Collected data:
*****
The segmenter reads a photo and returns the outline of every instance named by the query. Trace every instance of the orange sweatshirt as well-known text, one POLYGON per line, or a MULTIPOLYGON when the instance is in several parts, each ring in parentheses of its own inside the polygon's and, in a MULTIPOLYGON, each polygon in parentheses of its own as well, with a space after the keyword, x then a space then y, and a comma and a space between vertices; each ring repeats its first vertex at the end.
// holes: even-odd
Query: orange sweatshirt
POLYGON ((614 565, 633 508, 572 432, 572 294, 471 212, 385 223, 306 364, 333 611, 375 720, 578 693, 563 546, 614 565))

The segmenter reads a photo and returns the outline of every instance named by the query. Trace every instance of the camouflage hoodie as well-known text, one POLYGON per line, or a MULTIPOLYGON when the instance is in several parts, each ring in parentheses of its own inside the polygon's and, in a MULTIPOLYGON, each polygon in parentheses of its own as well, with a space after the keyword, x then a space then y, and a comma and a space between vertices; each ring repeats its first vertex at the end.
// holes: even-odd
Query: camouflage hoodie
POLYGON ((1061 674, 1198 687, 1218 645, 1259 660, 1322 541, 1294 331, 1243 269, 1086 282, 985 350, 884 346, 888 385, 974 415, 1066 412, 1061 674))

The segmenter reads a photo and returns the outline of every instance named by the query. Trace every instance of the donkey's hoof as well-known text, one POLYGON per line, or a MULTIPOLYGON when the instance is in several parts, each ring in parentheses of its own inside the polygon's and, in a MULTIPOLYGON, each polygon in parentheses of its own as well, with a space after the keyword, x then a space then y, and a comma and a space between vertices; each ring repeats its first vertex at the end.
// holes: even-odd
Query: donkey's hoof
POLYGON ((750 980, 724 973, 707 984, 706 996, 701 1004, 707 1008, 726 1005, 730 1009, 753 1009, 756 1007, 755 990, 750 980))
*****
== Instructions for the task ==
Whatever appears in the data above should be set down again exactly.

== Solution to the exercise ==
The segmenter reads a photo and returns the outline of every instance named by the query. Trace every instance of the orange sweatshirt as well-known text, one POLYGON per line, or a MULTIPOLYGON when the instance is in several parts, each ring in parentheses of its own inside the polygon's and, in a MULTIPOLYGON, each polygon in parentheses of its own as well, with a space after the keyword, x then a space then y, and a comma and a space between vertices; each ring repeats its first vertex at the end.
// holes: even-odd
Query: orange sweatshirt
POLYGON ((614 565, 633 508, 572 432, 572 294, 471 212, 385 223, 306 364, 333 611, 375 720, 578 693, 563 546, 614 565))

The segmenter reads a photo and returns the outline of every instance named by the query. Trace every instance of the camouflage hoodie as well-known text, one POLYGON per line, or a MULTIPOLYGON when the instance is in several parts, each ring in parentheses of its own inside the polygon's and, in a MULTIPOLYGON, each polygon in parentheses of its own as well, with a space after the keyword, x then a space then y, and a comma and a space between vertices; each ring repeats its first vertex at the end.
// holes: even-odd
Query: camouflage hoodie
POLYGON ((1061 674, 1198 687, 1218 645, 1259 660, 1322 541, 1294 331, 1243 269, 1086 282, 985 350, 884 346, 888 385, 974 415, 1066 412, 1061 674))

The segmenter reads a photo and returns the outline of every instance named by the query. Trace every instance of the donkey's hoof as well-known text, one POLYGON per line, or a MULTIPOLYGON when the instance is in several parts, each ring in parentheses of its own inside the polygon's and, in a MULTIPOLYGON, each polygon in parentheses of its own as well, with a space after the keyword, x then a space then y, and a comma and a space between vertices; each ring repeats its first vertex at the end.
// holes: even-odd
Query: donkey's hoof
POLYGON ((750 980, 724 973, 707 984, 706 996, 701 1004, 707 1008, 726 1005, 730 1009, 753 1009, 756 1007, 755 990, 750 980))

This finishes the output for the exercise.